◆ WHAT TO PRODUCE ◆
Look for "outline" in the material below and show each line that contains it.
── RECORDS SHOWN
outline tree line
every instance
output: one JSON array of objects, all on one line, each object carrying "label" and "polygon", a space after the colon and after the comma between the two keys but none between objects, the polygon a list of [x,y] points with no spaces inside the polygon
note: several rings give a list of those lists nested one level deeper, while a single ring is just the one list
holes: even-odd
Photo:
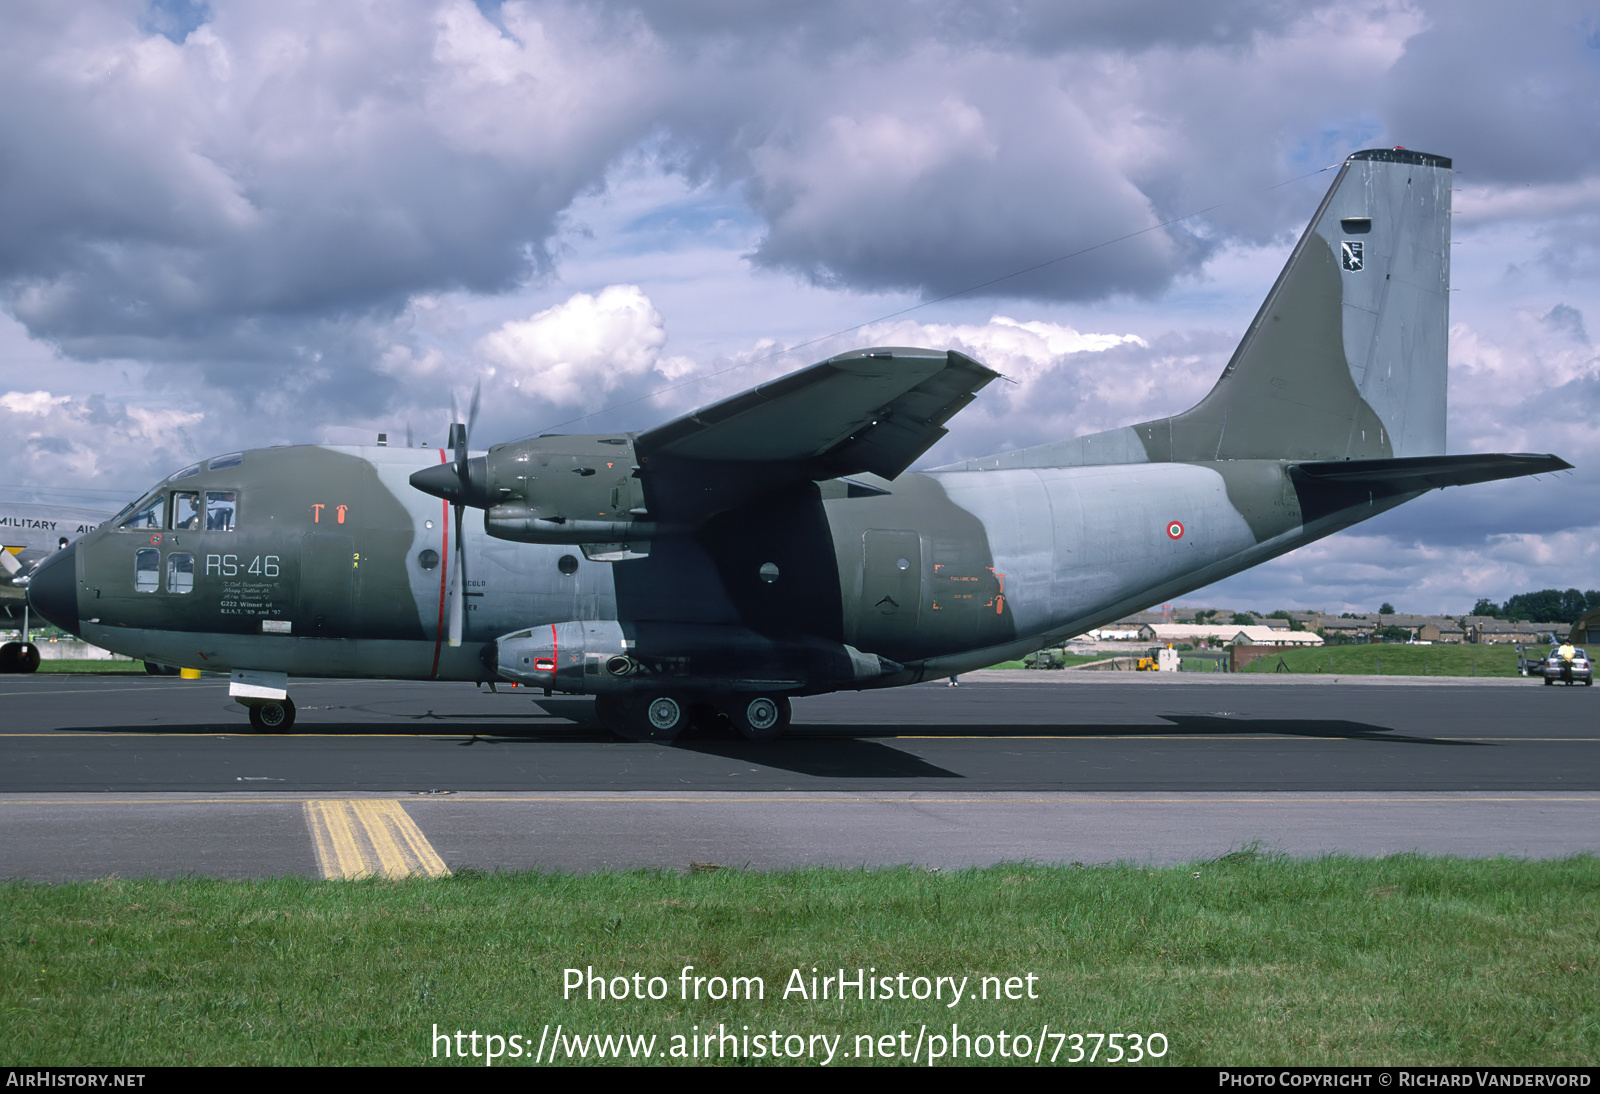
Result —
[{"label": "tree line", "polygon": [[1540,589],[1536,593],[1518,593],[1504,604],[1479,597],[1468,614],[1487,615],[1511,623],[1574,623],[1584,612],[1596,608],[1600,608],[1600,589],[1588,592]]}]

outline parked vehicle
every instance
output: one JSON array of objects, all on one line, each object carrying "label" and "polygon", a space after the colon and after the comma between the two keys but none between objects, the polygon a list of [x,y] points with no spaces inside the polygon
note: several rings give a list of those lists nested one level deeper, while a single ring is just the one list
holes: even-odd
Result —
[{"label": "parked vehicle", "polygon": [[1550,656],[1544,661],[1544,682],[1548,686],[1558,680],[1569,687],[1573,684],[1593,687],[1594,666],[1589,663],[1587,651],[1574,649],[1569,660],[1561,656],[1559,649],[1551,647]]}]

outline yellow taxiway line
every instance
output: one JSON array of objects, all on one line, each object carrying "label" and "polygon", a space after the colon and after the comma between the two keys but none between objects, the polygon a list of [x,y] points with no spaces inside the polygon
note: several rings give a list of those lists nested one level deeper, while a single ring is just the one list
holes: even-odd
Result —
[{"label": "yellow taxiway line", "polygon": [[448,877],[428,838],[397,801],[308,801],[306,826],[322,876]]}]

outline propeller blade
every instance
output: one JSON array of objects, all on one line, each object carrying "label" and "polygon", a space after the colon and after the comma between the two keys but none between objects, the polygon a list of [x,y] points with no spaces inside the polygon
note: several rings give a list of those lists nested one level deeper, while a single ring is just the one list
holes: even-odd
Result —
────
◆ RESULT OF THE TASK ◆
outline tree line
outline parked vehicle
outline yellow taxiway line
outline propeller blade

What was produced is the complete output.